The exercise
Beginning with the line that contains "Objective — indicate every instance of the building", extract each line through the end of the listing below, with no additions or omissions.

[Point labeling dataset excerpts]
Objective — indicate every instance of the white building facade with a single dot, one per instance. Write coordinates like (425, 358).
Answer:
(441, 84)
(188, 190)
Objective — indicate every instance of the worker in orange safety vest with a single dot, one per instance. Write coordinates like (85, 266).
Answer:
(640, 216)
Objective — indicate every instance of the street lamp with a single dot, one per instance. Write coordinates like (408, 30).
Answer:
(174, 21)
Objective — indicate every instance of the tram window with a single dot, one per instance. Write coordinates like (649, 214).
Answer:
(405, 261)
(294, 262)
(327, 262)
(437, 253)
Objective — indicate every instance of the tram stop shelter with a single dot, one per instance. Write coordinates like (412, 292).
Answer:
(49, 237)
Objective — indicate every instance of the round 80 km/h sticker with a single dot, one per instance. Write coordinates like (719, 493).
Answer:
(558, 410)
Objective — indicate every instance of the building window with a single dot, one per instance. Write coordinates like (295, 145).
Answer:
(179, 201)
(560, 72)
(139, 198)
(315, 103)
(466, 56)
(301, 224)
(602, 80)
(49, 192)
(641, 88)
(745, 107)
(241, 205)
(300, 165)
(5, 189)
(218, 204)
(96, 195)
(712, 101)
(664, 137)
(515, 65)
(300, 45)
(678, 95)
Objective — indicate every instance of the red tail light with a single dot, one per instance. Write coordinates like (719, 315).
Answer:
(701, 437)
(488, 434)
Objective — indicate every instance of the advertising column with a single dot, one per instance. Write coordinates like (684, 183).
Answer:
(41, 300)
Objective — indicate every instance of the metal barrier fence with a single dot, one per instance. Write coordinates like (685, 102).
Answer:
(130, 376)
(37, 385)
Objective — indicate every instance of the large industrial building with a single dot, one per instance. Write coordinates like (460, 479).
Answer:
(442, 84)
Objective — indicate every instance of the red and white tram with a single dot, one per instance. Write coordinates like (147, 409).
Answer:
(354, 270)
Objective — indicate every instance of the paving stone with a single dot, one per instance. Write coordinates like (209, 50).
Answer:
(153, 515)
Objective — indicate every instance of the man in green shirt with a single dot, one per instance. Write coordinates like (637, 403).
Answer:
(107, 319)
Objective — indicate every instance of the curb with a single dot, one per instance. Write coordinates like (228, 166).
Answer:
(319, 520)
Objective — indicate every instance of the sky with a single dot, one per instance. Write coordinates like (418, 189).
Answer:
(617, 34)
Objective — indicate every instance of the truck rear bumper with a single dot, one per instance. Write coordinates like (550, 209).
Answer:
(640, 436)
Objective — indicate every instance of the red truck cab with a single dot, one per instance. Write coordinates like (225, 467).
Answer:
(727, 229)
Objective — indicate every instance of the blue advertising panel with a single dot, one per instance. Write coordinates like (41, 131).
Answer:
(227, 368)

Written solution
Objective — indicate every instance of the building window with a single dot, one per instance. Write coordinates like (295, 145).
Answer:
(179, 201)
(560, 72)
(139, 198)
(315, 103)
(466, 56)
(301, 224)
(602, 80)
(49, 192)
(641, 88)
(745, 107)
(241, 205)
(300, 165)
(5, 189)
(218, 204)
(96, 195)
(712, 101)
(664, 137)
(515, 65)
(300, 45)
(678, 95)
Objective — indicate every instance of the red tail light with a single dot, one per instance. Write coordinates like (719, 315).
Answer:
(701, 437)
(488, 434)
Objective — indicate every instance of the advertising column with a single dot, one per instance. Write coordinates like (684, 183).
Answer:
(41, 300)
Objective — indicate every instance of the metal barrier fence with a single dot, one per instance. Write coordinates like (685, 102).
Answer:
(130, 376)
(37, 385)
Objective — indicate every instance of the large industrial building with a single dot, one per instance. Write coordinates like (460, 479).
Answer:
(442, 84)
Objective — indicate every instance of the red and white tram with a single dot, one per instance. Write coordinates like (147, 409).
Answer:
(354, 270)
Objective — indicate every instance of the paving stone with a single dot, one per instance. Write coordinates like (209, 50).
Answer:
(153, 515)
Objective — indicate every instance of the man in green shirt with a single dot, one per instance. Write coordinates like (637, 403).
Answer:
(107, 319)
Objective — indicate every instance of the curb with a single dot, one per instance. Write coordinates like (228, 166).
Answer:
(319, 520)
Objective — indicate every instance of the sky with a single dot, one per instance. Write coordinates like (418, 189).
Answer:
(617, 34)
Objective — indicate every instance of the truck rear bumper with a single dot, one per instance. Write coordinates like (550, 209).
Answer:
(640, 436)
Objective — indicate every instance of the red truck cab with a single dot, one per instance. Write coordinates like (225, 467).
Answer:
(727, 229)
Objective — indicate every instance of the blue advertising panel with a single dot, one per instance. Write coordinates like (41, 131).
Answer:
(227, 368)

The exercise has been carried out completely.